■ Directions for this task ■
In the thread on inspection fees below, rewrite the part that opens with the words "You can get" and closes with "be unacceptable either.", changing "detergent" to "dish soap".

══ Passage provided

# Maf fees



## hopers7 (Mar 31, 2012)

Hi, 

I was wondering if anyone had any information about inspection and potential cleaning fees. We have just been looking through our garage to see what we may/may not bring with us....on the not sure list are:
1. Plastic garden furniture
2. Adult bike
3. Tools - such as power drill, hammer, nails, screws usual house hold stuff really
4. Patio heater - we'll leave tha gas here!

Is there a standard charge or is it all based on what you have etc.

I guess we are trying to workout if it's worth bringing it or selling it and buying when we get there?

Advice very much welcome!


----------



## topcat83 (Apr 16, 2009)

hopers7 said:


> Hi,
> 
> I was wondering if anyone had any information about inspection and potential cleaning fees. We have just been looking through our garage to see what we may/may not bring with us....on the not sure list are:
> 1. Plastic garden furniture
> ...


Hi there

I'd bring your tools - hubby regretted leaving so many of his behind. 
Ditto bikes. 

You can get very reasonably priced tools in Bunnings & Mitre 10 though.

For the others, you can bring them - but you will find some good value garden furniture (not sure about patio heaters - never bought one!) in Bunnings or Mitre 10. And you will be amazed at the size of the barbecues you can buy. They even come with the kitchen sink!

Whatever you bring from the garden/shed, make sure it is cleaned very well - no mud, grass or seeds anywhere. You should wash them down with a special cleaner, but we used detergent first the a dash of dettol in the water - the goods were opened (they will be) and they passed OK.

Obviously not so practical for tools, but again make sure they are generally clean with nothing but a bit of clean oil for lubrication. After washing the bikes thoroughly I expect a spray of a clean oil on various bits wouldn't be unacceptable either.

And label the boxes they are in clearly so they are easy to identify for inspection.


----------



## hopers7 (Mar 31, 2012)

topcat83 said:


> Hi there
> 
> I'd bring your tools - hubby regretted leaving so many of his behind.
> Ditto bikes.
> ...


Great thanks for the advice!


----------



## carosapien (Oct 16, 2011)

Bring it all, there's nothing there that's difficult to clean yourself and you'll regret it if you leave anything behind.

════
══ Recorded information

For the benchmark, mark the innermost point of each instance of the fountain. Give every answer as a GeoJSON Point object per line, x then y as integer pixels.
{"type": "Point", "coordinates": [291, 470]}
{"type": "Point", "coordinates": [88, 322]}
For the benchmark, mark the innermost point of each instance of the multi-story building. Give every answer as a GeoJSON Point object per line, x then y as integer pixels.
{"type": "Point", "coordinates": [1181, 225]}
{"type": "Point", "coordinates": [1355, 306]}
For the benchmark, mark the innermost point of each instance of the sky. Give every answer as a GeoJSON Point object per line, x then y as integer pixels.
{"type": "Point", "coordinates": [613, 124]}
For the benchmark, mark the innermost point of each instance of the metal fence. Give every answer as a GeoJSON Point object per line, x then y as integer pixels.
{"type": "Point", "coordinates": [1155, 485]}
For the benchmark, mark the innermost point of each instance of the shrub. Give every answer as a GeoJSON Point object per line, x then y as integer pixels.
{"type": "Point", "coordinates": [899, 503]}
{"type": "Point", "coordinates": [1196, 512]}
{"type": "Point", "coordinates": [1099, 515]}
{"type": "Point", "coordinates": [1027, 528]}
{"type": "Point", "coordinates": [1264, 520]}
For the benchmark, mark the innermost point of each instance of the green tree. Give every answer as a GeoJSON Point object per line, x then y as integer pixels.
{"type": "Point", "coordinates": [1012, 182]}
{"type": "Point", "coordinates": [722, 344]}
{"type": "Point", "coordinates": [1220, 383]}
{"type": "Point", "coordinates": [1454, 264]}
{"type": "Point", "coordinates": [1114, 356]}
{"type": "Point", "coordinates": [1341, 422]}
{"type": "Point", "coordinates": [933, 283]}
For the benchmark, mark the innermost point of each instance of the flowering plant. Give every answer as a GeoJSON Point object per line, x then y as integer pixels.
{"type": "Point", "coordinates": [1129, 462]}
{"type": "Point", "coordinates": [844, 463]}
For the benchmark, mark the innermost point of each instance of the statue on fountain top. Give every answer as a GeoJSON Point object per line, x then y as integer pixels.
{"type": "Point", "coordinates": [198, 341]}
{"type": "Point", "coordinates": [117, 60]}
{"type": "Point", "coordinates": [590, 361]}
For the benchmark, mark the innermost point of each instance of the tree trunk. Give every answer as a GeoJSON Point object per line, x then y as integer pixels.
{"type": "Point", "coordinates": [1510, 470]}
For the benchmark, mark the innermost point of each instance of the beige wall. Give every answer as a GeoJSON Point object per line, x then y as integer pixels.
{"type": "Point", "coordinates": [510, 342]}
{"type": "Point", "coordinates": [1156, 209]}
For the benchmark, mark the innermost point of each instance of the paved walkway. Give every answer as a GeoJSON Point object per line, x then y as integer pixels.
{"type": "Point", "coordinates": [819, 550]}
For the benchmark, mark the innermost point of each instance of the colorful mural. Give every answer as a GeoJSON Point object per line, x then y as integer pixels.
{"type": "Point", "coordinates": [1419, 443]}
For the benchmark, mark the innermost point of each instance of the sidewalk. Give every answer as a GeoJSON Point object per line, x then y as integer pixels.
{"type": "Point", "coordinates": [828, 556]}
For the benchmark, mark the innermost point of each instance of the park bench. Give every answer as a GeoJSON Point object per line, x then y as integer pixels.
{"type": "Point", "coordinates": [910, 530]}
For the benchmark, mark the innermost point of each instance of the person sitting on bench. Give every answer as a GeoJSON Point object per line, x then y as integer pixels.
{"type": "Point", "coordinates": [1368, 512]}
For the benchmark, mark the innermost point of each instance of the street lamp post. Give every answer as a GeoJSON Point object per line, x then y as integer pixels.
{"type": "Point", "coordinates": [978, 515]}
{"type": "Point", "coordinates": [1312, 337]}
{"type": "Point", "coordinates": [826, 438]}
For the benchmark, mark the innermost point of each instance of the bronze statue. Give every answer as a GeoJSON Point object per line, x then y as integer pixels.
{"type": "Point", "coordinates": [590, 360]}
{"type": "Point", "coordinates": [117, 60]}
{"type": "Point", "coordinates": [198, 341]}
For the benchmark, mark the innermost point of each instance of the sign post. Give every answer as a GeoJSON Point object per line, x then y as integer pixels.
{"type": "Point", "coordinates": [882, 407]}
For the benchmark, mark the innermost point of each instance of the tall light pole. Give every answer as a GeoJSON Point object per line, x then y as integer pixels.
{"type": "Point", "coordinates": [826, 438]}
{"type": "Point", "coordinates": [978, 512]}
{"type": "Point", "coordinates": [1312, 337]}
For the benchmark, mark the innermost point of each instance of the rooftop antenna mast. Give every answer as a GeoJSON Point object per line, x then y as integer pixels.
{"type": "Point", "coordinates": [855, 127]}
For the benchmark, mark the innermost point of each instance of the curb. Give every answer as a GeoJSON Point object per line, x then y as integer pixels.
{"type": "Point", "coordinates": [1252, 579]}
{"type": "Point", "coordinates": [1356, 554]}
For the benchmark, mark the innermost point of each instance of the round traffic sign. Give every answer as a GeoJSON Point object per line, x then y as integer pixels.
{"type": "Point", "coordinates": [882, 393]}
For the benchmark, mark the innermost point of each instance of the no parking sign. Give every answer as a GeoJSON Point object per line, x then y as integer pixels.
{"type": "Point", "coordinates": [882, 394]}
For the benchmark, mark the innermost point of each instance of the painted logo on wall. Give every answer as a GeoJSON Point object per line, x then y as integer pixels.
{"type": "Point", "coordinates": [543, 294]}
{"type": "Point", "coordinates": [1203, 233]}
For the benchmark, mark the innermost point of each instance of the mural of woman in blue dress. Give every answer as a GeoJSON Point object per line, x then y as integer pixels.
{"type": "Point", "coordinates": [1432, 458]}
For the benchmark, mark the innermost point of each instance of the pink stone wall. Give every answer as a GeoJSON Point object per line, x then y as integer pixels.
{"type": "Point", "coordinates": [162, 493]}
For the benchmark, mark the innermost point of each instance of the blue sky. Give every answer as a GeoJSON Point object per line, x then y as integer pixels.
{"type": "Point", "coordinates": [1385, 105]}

════

■ Response to this exercise ■
You can get very reasonably priced tools in Bunnings & Mitre 10 though.

For the others, you can bring them - but you will find some good value garden furniture (not sure about patio heaters - never bought one!) in Bunnings or Mitre 10. And you will be amazed at the size of the barbecues you can buy. They even come with the kitchen sink!

Whatever you bring from the garden/shed, make sure it is cleaned very well - no mud, grass or seeds anywhere. You should wash them down with a special cleaner, but we used dish soap first the a dash of dettol in the water - the goods were opened (they will be) and they passed OK.

Obviously not so practical for tools, but again make sure they are generally clean with nothing but a bit of clean oil for lubrication. After washing the bikes thoroughly I expect a spray of a clean oil on various bits wouldn't be unacceptable either.